= DIRECTIONS =
Among the entries below, which lines include the string "roof"? Show each one.
'''
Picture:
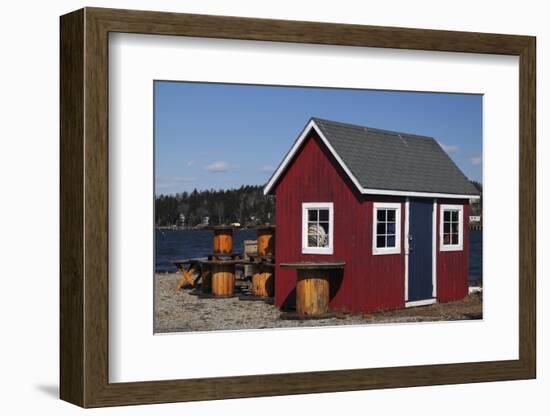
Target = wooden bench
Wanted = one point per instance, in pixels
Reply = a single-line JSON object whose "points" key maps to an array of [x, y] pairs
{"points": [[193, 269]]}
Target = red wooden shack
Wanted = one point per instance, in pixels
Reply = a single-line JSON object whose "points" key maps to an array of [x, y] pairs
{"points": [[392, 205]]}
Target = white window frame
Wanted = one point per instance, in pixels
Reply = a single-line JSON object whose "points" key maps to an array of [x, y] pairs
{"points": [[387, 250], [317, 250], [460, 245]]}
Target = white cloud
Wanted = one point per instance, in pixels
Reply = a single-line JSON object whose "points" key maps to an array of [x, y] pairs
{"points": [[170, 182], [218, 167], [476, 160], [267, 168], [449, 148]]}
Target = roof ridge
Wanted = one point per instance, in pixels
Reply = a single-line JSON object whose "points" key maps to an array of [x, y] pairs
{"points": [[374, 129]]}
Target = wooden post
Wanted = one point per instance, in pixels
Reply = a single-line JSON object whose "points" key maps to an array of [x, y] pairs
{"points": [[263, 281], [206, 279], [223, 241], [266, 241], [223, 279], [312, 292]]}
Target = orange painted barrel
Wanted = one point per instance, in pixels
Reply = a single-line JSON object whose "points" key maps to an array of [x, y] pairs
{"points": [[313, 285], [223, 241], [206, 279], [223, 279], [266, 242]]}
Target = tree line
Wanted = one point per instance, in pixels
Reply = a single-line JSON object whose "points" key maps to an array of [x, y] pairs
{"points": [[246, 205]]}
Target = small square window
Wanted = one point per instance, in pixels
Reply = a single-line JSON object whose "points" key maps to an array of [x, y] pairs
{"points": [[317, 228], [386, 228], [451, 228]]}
'''
'''
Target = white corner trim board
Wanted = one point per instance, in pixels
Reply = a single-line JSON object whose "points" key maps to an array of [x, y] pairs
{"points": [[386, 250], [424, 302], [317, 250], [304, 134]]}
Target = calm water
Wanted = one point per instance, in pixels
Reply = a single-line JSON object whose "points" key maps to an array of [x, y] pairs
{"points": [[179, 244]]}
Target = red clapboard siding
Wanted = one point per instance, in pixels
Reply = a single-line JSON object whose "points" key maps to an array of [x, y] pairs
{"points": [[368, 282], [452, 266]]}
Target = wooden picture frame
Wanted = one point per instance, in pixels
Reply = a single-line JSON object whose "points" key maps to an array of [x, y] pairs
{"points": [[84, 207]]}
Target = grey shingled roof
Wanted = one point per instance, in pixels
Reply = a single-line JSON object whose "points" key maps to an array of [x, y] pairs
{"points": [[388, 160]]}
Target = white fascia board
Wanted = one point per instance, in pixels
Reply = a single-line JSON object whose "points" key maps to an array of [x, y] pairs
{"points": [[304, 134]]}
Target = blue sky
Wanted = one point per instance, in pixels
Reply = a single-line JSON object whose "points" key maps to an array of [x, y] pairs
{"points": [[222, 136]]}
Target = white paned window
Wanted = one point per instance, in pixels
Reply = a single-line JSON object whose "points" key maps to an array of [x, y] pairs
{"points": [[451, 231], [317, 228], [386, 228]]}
'''
'''
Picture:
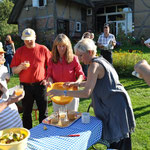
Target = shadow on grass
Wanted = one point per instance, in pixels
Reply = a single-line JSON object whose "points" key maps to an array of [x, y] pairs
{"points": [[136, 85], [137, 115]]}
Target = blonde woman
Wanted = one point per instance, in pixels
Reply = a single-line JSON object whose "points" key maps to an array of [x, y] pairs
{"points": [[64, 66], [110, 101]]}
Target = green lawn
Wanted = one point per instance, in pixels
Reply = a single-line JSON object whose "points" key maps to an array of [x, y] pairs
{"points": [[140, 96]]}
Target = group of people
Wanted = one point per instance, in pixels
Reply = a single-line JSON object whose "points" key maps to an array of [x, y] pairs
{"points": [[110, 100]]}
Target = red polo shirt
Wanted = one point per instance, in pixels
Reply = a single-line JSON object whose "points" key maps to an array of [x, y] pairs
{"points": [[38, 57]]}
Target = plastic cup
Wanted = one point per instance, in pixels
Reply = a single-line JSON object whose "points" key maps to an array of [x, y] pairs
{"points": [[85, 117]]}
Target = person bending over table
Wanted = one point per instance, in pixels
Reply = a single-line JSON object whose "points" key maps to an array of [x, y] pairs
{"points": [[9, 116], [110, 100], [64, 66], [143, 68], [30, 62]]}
'''
= RESPONSE TO THE TASK =
Target = roof ridge
Target = grey shingled roof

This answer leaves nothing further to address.